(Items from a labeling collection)
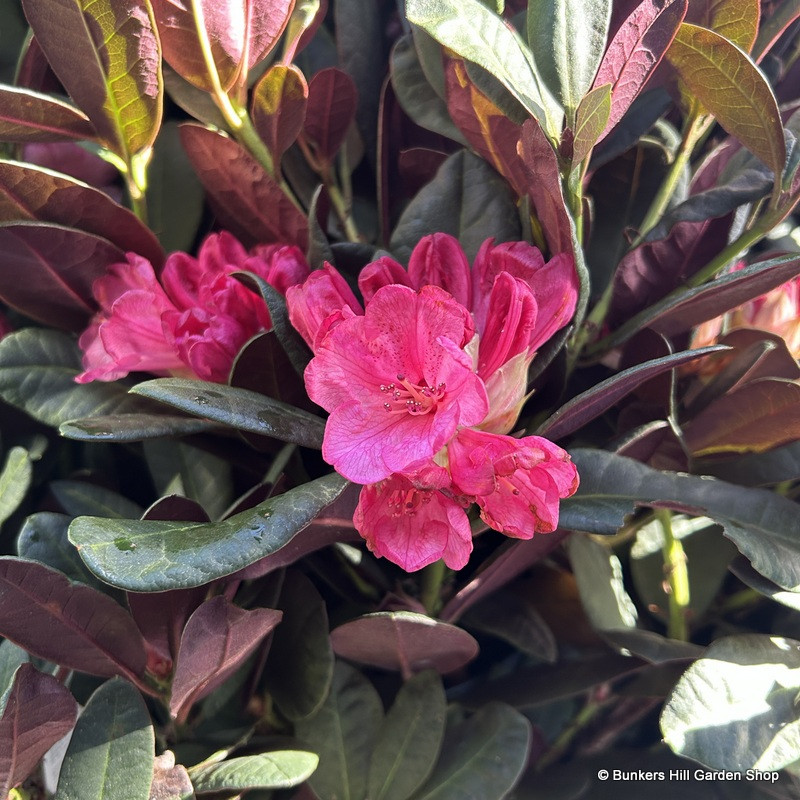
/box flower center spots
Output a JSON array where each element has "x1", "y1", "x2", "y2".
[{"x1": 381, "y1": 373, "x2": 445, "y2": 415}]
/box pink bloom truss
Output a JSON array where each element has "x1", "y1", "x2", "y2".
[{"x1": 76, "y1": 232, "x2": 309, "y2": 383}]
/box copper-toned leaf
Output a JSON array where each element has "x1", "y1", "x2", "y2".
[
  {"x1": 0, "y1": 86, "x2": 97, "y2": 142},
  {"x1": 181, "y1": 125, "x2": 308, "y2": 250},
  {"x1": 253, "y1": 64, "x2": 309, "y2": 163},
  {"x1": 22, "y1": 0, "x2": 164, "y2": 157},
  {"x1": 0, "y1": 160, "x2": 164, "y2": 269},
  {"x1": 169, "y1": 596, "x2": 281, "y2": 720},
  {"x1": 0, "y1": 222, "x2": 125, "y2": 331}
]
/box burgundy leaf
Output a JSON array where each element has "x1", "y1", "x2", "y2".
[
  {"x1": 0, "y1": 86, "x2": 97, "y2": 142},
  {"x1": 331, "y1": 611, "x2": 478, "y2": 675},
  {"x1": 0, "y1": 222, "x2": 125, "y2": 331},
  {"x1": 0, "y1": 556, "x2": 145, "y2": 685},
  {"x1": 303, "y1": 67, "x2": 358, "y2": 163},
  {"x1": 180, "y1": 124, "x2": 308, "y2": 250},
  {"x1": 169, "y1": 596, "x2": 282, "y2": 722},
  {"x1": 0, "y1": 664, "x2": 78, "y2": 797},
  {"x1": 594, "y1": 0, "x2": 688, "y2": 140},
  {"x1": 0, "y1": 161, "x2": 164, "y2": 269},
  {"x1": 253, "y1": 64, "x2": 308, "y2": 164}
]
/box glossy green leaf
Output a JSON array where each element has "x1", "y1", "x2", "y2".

▸ AIM: Copy out the lines above, from the one containing "glossy green leaf" through the end of the items.

▸ RESULT OF THE TASK:
/box glossy green leaf
Output a JSON array where each element has "x1", "y1", "x2", "y2".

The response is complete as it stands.